*TASK INSTRUCTIONS:* Write the data out again, exactly as given.

*DATA PROVIDED:*
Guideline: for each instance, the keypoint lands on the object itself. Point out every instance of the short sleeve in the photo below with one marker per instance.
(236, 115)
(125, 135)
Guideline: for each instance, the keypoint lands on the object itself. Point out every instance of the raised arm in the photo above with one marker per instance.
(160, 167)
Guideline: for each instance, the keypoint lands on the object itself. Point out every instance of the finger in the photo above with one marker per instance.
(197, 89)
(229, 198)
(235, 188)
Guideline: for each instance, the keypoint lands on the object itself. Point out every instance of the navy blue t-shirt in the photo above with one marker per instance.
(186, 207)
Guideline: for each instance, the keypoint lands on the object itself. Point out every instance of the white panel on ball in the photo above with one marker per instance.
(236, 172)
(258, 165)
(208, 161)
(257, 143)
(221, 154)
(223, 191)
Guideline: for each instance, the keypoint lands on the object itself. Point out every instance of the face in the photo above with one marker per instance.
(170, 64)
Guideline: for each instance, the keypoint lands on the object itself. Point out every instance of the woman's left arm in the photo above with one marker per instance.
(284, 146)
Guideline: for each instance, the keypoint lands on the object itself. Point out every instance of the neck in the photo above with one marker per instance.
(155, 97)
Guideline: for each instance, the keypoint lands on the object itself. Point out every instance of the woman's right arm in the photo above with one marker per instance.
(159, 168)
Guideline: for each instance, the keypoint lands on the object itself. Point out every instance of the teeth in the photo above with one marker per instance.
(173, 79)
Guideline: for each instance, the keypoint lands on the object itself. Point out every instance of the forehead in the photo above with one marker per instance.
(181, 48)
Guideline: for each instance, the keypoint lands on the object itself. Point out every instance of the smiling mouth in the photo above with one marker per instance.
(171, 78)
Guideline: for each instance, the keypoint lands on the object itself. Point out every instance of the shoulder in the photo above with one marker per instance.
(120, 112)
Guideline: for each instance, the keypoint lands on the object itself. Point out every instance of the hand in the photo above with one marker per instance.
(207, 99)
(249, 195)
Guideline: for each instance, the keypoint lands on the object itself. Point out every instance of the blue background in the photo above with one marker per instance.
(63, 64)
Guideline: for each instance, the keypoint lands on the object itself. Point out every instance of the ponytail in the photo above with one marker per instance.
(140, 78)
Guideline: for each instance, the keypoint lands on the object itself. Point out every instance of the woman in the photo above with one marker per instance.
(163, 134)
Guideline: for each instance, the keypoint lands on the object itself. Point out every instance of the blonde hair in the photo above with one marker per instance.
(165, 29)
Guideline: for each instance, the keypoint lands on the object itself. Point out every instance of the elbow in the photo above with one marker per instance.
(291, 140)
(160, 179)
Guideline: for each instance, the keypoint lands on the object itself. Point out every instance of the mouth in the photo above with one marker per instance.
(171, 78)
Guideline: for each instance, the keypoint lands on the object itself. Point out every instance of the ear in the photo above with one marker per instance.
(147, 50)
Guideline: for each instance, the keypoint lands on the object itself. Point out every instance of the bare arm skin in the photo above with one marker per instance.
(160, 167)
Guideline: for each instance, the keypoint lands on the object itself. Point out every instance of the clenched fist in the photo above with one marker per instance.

*FULL RESPONSE:*
Guideline: for each instance, the keypoint lands on the object itself. Point out every instance of the short sleeve in the photo below with one marker per instance.
(236, 115)
(125, 135)
Guideline: for each instance, the keypoint lands on the object itself. Point out every instance of the raised arm in the photo above with one marker per instance.
(160, 167)
Guideline: for each instance, the keypoint lands on the object itself. Point out every instance of the finger in the photo above with one marker per instance.
(197, 89)
(229, 198)
(235, 188)
Guideline: for each instance, the keypoint lands on the object itself. Point out every instance of the navy blue t-shirt in the photo above with one marker per instance.
(186, 207)
Guideline: for each instance, the keypoint lands on the object itself. Point out every instance of the white panel on ball in the photo above with one marker per instance.
(236, 172)
(258, 165)
(208, 161)
(257, 143)
(221, 154)
(223, 191)
Guideline: for each instance, the keypoint lands on the object itself. Point out every instance of the face in the photo above with one marker per instance.
(170, 64)
Guideline: for each instance, the keypoint lands on the object itself. Point out every instance of the woman's left arm in the photo above with one marker per instance.
(284, 146)
Guideline: for each instance, the keypoint lands on the object itself. Point out every instance of the neck in the photo above with one marker per instance.
(155, 97)
Guideline: for each instance, the keypoint lands on the object itself. Point out every instance of the woman's right arm in the photo above with one marker per instance.
(159, 168)
Guideline: for each instance, the keypoint lands on the object itself. Point out every instance of the teeth in the photo above with one marker per instance.
(173, 79)
Guideline: for each instance, the keypoint lands on the object itself. Point out every instance of the forehead in the photo above with one marker per instance.
(181, 48)
Guideline: for each instance, the keypoint lands on the object itself. Point out every instance of the smiling mouth in the photo above with one marker per instance.
(171, 78)
Guideline: for each instance, the keypoint lands on the object itself. Point out every instance of the shoulder in the photo above with one marker per instance.
(120, 112)
Guideline: for each instance, the keypoint lands on the object itself. Point out every instance of the hand in the photo above with one marker per instance.
(207, 99)
(249, 195)
Guideline: for each instance, the keypoint lands on the object itself. Point out every instance of the blue background in the photo above with one marker per instance.
(63, 64)
Guideline: for each instance, the keypoint lands on the object itself. Point out every instance of the ponytail in the photo above with one marker per instance.
(140, 78)
Guideline: for each instance, the keypoint lands on the object itself. Point out every instance of the woman in the photo above with one marker per instance.
(163, 134)
Guideline: for each instance, the keypoint lands on the object itself. Point out every instance of the blonde hair in the photo above with one marker per instance.
(165, 29)
Guideline: for each instance, the keypoint lands on the object itself. Point out every instance of the elbow in the photo above with one marker per instance.
(291, 140)
(160, 179)
Guideline: for each instance, the keypoint lands on the object itself. Point out every instance of the mouth in the photo above with one marker per instance.
(171, 78)
Guideline: for each instance, the keypoint lands on the object itself. Point out every instance of the ear in the photo above with one marker per instance.
(147, 50)
Guideline: for each instance, the keypoint lands on the object itself. Point out every instance of the bare arm skin in the photo above with one marker per instance.
(160, 167)
Guideline: for each instance, the keypoint lands on the object itself. Point out every instance of the clenched fist in the photo above with one marker per instance.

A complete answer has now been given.